◆ The records ◆
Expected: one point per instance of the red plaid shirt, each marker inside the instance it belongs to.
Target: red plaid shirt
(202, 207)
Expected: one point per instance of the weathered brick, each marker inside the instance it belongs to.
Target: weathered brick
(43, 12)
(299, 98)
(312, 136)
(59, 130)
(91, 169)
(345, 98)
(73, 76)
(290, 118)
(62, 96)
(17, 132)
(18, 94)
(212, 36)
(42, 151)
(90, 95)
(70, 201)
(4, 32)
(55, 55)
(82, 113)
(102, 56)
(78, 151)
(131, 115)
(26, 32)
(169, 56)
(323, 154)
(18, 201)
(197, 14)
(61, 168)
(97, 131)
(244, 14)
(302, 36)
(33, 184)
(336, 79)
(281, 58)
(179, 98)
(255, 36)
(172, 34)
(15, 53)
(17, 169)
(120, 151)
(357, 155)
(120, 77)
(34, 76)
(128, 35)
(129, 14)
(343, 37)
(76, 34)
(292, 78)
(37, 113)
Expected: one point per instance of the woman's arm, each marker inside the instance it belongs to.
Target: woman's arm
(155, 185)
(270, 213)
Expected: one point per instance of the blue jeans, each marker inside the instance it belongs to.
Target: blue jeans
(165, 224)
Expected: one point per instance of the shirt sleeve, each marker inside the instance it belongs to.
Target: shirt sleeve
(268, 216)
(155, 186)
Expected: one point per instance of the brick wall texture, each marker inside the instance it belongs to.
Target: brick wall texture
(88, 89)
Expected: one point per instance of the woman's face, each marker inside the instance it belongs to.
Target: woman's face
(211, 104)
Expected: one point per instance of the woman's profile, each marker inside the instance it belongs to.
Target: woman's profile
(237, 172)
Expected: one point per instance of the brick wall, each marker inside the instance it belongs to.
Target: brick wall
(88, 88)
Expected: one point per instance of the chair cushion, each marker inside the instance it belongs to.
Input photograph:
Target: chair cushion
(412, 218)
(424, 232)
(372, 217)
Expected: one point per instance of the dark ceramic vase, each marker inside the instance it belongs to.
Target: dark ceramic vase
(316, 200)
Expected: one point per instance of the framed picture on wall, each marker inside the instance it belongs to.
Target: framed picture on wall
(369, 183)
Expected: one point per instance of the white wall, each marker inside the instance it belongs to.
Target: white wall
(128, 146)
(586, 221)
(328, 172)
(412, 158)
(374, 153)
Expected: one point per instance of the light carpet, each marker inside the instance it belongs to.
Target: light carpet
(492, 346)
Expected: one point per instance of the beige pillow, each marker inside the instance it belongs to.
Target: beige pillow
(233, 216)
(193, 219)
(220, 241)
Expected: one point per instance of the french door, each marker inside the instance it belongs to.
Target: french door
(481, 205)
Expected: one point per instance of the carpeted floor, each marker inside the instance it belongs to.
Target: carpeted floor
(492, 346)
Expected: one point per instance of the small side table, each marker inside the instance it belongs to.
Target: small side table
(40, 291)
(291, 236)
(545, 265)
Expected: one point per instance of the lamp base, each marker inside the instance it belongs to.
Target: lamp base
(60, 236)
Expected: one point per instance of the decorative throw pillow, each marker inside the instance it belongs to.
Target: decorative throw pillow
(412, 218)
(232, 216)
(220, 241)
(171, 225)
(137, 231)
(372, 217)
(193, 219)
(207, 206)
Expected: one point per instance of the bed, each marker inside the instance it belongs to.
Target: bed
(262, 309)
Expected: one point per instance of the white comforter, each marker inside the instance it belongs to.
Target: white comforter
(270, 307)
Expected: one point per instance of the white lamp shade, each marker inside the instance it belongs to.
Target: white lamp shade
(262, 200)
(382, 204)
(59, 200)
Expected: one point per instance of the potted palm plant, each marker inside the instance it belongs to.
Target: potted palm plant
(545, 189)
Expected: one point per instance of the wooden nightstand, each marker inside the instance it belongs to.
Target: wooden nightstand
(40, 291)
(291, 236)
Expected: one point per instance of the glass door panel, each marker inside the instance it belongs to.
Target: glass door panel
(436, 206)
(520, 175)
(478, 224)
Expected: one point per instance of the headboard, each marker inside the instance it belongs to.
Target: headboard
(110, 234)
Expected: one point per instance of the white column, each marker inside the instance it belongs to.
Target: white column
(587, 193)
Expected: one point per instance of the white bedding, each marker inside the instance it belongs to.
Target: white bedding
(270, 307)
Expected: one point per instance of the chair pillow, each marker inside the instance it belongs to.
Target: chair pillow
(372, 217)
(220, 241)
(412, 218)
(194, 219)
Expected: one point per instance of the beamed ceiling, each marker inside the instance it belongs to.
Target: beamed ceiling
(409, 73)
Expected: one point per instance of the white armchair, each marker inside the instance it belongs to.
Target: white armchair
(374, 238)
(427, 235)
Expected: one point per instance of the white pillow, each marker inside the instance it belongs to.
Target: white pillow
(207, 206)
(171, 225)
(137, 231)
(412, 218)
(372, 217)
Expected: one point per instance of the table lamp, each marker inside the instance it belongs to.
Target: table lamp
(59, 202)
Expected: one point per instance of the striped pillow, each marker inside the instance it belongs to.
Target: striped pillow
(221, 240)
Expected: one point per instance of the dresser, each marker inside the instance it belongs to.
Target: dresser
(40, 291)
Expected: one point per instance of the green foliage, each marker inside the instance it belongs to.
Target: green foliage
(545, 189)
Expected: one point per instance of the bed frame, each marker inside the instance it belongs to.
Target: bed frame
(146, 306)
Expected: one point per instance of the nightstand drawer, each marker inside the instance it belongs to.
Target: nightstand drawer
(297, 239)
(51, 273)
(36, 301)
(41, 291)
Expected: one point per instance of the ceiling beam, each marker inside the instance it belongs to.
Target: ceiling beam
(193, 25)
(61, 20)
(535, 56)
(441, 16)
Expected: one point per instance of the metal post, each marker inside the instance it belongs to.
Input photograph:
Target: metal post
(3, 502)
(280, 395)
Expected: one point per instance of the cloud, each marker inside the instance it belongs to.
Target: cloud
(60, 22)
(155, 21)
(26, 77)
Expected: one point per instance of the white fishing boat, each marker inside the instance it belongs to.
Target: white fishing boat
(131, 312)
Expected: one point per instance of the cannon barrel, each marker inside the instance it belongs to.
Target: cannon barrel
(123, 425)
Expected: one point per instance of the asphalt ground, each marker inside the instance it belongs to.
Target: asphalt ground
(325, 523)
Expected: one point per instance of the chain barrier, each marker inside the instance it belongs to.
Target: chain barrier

◆ Activity ◆
Working from the material above, tally how many lines hold the string "chain". The number is all that is needed.

◆ Reply ◆
2